Entries supplied START

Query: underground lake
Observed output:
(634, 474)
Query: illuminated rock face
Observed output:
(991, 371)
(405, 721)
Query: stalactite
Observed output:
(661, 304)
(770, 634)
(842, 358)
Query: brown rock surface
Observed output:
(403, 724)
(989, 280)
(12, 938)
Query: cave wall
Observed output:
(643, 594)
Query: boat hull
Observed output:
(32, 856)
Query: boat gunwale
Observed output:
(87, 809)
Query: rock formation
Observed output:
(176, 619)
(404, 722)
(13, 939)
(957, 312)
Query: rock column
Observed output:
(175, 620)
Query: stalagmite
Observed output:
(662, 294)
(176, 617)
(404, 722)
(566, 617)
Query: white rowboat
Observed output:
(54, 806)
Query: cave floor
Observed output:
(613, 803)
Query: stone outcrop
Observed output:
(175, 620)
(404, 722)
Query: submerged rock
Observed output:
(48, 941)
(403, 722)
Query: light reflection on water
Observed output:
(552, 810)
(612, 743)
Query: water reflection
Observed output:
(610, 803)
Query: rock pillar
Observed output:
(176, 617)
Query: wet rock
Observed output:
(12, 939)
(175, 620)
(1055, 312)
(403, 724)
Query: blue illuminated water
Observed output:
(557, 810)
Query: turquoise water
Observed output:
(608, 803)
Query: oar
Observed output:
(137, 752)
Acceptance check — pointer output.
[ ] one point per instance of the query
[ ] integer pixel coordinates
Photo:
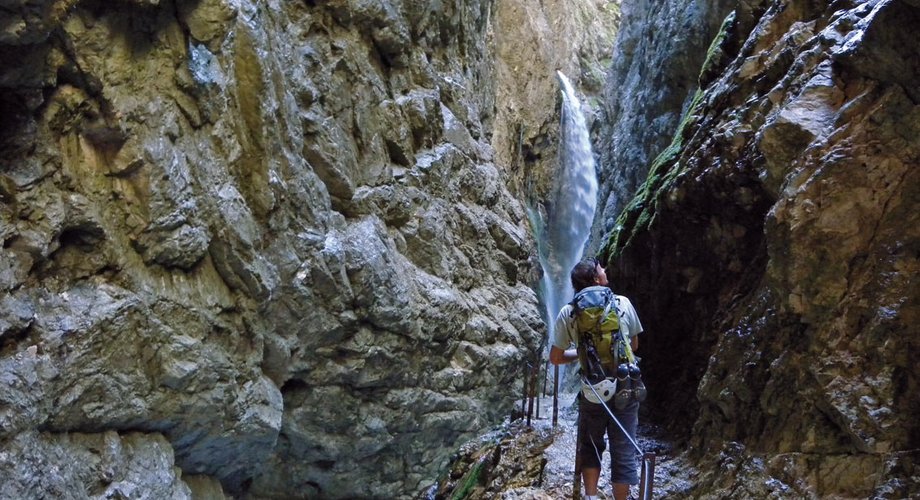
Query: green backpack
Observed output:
(600, 343)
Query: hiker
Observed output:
(593, 419)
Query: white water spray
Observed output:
(563, 233)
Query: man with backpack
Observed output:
(604, 328)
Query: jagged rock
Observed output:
(105, 465)
(772, 251)
(277, 234)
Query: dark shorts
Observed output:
(594, 422)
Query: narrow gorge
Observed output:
(284, 249)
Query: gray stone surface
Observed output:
(275, 240)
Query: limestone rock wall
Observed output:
(259, 248)
(773, 257)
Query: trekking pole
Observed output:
(555, 395)
(576, 482)
(648, 459)
(647, 478)
(530, 381)
(524, 396)
(533, 388)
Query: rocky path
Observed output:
(537, 463)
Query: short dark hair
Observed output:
(583, 273)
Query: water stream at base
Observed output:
(563, 225)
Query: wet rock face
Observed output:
(267, 237)
(775, 250)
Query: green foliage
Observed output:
(640, 213)
(715, 53)
(470, 480)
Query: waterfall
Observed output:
(562, 233)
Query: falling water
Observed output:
(563, 232)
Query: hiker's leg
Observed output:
(592, 421)
(590, 476)
(624, 466)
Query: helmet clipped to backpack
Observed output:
(603, 351)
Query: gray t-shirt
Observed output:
(566, 335)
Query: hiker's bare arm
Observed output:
(558, 356)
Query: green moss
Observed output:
(715, 53)
(470, 480)
(640, 212)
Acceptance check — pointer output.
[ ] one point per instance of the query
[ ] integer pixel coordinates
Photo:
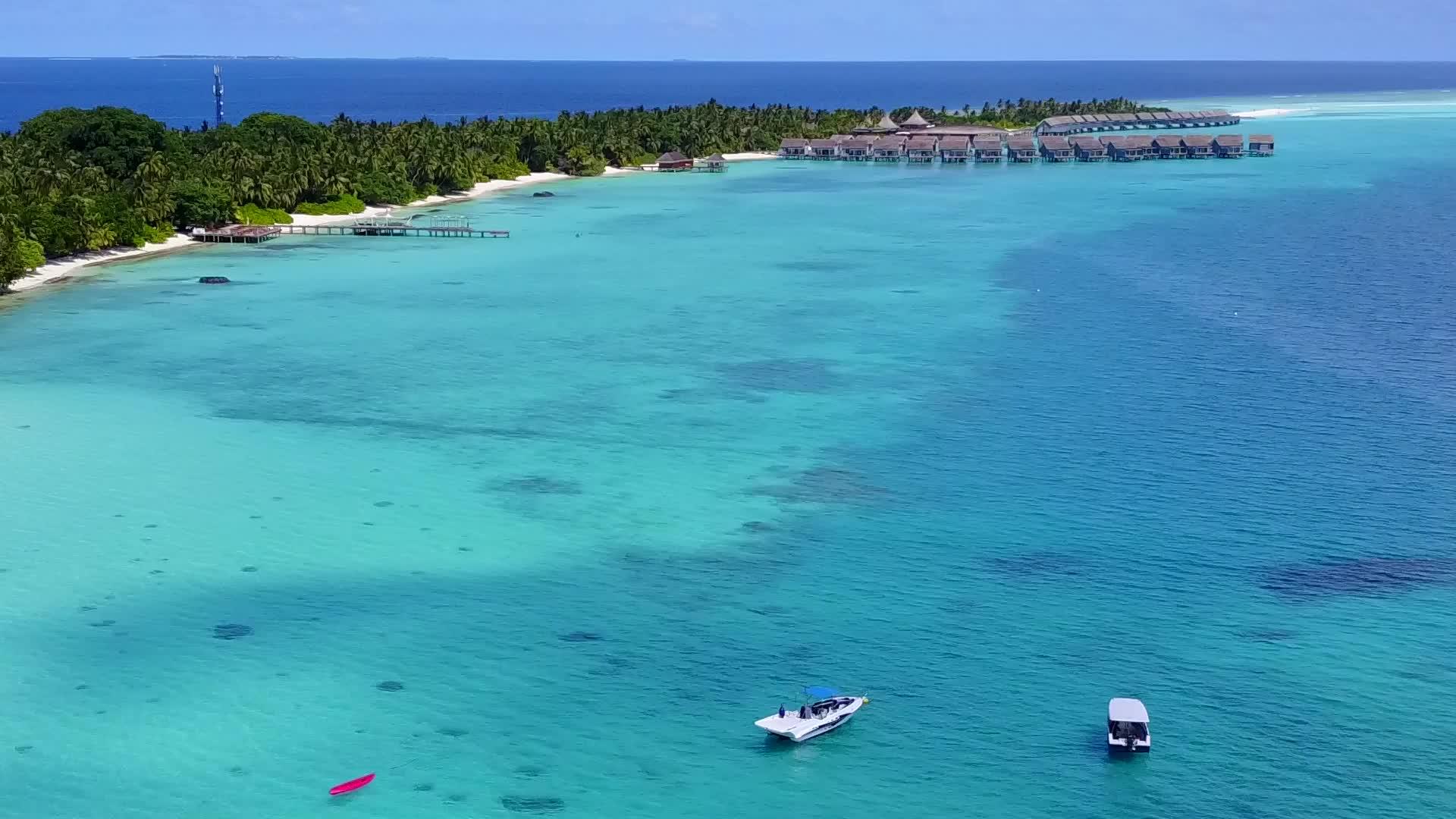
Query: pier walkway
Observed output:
(435, 228)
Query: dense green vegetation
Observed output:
(76, 180)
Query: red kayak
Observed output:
(351, 784)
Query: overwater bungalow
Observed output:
(987, 148)
(794, 148)
(1056, 149)
(921, 149)
(1021, 148)
(1088, 149)
(1228, 146)
(673, 161)
(823, 149)
(915, 123)
(855, 149)
(1141, 146)
(1197, 146)
(954, 148)
(889, 149)
(1168, 148)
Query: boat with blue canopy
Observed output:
(826, 711)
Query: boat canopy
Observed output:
(1126, 710)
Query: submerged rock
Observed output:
(231, 632)
(533, 803)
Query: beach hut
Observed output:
(1228, 146)
(673, 161)
(954, 148)
(1168, 148)
(1021, 148)
(921, 149)
(915, 123)
(1088, 149)
(794, 148)
(855, 149)
(889, 149)
(1055, 148)
(1197, 146)
(987, 148)
(823, 149)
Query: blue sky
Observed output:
(745, 30)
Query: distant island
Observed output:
(74, 180)
(213, 57)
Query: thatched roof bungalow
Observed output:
(674, 161)
(1056, 149)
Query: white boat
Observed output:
(1128, 726)
(814, 719)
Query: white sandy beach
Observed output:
(61, 268)
(66, 267)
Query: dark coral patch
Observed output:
(824, 484)
(1367, 576)
(1044, 563)
(783, 375)
(533, 803)
(231, 632)
(539, 485)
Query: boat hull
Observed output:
(794, 729)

Entries supplied END

### Requirement
Every line above that holds the string "surface" should be returned.

### Answer section
Query: brown rock surface
Query: gray stone surface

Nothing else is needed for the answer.